▸ **Quoted text**
▽

As the batteries for electric vehicles increase in power and energy density, their materials need to become even more fire-resistant. Find out the key methods for testing and measuring fire resistance, and the information developers can gain from them.
In the mobility sector, the transition from internal combustion engine to electric powertrain not only presents a huge opportunity for OEMs, but also a series of challenges. One of those challenges is maintaining the integrity and safety of the battery – something that is vital for the increased ranges consumers are demanding, as well as the industry’s confidence in the safety of a vehicle’s driver and passengers.
With the majority of electric vehicles using Li-ion batteries, the main issue for manufacturers is the risk of thermal runaway. Li-ion batteries may offer higher power and energy density, but they also generate a lot of heat, which if not controlled, can dramatically increase and eventually cause thermal runaway, resulting in the battery catching fire or even exploding. Not only will this cause extensive damage to the car, but potentially put the vehicle’s occupants in danger.

△

Pointing entries for named objects:
▽

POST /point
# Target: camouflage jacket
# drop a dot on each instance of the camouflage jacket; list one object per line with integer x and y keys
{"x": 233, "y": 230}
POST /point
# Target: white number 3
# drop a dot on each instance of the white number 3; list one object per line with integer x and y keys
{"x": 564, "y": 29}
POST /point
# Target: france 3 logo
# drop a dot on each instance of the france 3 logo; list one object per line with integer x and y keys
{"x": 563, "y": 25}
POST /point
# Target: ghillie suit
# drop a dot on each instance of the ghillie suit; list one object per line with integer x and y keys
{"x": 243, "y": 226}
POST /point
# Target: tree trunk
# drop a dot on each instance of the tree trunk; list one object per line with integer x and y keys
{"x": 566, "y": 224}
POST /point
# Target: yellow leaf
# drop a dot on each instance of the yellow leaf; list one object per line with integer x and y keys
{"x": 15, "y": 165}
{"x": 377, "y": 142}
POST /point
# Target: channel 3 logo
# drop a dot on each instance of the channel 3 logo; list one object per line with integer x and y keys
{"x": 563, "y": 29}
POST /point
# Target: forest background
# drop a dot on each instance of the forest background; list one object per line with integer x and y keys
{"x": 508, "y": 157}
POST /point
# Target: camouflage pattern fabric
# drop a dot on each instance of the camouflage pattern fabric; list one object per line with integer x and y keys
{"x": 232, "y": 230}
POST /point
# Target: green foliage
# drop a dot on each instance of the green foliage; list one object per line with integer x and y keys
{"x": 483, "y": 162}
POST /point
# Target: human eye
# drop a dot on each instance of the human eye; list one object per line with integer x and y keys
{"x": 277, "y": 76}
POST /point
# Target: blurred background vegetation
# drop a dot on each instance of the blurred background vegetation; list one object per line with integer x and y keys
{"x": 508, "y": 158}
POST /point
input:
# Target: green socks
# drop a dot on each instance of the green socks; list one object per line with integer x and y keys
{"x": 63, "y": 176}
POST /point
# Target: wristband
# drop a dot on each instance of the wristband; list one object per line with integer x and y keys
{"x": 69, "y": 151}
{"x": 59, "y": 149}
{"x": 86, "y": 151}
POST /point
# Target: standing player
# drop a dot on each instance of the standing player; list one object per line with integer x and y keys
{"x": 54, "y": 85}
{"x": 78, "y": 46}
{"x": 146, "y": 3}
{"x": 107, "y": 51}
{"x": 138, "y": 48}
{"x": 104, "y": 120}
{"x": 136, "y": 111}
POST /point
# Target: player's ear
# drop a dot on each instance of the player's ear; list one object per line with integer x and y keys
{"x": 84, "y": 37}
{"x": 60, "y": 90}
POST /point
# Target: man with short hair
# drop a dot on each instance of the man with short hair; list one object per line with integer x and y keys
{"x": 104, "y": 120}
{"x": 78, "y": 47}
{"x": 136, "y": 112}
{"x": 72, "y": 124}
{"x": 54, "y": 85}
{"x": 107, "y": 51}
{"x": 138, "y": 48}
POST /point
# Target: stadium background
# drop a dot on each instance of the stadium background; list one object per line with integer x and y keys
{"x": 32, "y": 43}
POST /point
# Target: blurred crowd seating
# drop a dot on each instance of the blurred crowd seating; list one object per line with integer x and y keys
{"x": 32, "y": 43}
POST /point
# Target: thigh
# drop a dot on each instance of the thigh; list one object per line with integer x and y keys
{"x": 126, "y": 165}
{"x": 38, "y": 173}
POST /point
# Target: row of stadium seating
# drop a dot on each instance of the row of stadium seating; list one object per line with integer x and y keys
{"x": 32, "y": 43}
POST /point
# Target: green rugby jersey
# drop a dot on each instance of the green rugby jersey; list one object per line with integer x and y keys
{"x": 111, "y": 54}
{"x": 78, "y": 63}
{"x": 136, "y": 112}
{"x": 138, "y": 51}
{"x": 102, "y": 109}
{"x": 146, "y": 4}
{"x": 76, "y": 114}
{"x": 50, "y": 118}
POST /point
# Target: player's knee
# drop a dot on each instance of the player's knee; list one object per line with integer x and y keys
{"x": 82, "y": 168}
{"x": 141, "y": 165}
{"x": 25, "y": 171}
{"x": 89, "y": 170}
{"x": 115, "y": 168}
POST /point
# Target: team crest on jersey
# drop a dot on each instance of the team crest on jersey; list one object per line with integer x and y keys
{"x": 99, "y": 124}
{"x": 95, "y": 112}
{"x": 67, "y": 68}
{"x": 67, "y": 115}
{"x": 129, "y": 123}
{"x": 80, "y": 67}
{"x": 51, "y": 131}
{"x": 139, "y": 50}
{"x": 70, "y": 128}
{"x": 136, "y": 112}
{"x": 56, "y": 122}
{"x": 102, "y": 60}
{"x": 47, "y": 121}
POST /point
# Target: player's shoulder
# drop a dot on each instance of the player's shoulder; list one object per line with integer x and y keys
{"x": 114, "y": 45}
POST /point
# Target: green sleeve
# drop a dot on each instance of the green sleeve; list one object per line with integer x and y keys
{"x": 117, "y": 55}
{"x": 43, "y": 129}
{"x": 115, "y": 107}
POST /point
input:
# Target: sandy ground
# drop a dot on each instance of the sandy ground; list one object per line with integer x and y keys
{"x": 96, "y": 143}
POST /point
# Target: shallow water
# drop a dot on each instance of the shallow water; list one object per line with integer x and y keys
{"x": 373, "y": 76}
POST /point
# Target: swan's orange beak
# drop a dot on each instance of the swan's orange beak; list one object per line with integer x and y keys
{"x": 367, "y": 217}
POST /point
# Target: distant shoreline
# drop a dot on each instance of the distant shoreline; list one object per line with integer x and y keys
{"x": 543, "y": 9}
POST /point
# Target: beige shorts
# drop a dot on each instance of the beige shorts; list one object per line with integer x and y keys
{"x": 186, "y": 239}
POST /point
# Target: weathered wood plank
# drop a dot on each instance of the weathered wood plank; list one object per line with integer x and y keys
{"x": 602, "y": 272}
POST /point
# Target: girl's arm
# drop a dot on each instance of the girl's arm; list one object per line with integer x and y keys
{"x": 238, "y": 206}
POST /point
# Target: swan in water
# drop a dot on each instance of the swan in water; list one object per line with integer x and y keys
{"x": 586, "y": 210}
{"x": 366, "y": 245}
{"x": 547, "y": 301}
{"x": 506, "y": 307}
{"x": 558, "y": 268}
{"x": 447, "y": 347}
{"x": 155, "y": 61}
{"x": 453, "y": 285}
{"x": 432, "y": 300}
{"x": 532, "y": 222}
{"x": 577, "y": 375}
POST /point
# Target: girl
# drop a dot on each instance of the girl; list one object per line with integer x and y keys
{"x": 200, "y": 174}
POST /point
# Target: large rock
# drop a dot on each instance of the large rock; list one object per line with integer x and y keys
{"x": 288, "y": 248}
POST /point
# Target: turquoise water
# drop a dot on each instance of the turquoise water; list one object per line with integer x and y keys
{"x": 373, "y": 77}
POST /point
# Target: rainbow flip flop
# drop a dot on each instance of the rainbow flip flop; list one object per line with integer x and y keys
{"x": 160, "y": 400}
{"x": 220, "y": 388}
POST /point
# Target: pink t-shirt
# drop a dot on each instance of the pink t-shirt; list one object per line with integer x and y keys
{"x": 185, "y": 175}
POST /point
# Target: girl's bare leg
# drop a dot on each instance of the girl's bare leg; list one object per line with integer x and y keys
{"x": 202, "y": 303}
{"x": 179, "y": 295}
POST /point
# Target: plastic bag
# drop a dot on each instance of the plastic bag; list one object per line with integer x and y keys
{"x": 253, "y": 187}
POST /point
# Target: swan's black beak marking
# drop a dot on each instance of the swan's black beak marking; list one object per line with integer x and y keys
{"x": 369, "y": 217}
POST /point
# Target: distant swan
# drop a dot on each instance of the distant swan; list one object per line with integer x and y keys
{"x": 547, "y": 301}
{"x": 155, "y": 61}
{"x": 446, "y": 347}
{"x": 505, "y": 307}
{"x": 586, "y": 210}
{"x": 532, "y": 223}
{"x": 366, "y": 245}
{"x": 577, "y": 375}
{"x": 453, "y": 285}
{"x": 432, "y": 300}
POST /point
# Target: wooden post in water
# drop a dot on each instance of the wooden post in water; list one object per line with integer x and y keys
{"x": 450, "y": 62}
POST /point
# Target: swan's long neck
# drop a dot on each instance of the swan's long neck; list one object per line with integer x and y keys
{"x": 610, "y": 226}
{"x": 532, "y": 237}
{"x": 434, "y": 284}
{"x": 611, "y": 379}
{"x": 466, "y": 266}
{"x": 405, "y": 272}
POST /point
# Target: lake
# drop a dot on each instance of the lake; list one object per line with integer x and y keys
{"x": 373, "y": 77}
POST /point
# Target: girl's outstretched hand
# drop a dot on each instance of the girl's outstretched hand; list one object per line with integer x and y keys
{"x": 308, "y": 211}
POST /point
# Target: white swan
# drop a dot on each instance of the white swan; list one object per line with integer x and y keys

△

▸ **Stated problem 1**
Translate this sentence from the battery fire-safety text into Spanish: "With the majority of electric vehicles using Li-ion batteries, the main issue for manufacturers is the risk of thermal runaway."
▸ **Stated problem 2**
Count the lines in the listing that contain the string "large", and reply with the number only.

▸ **Exercise result 1**
Dado que la mayoría de los vehículos eléctricos utilizan baterías de iones de litio, el principal problema para los fabricantes es el riesgo de embalamiento térmico.

▸ **Exercise result 2**
2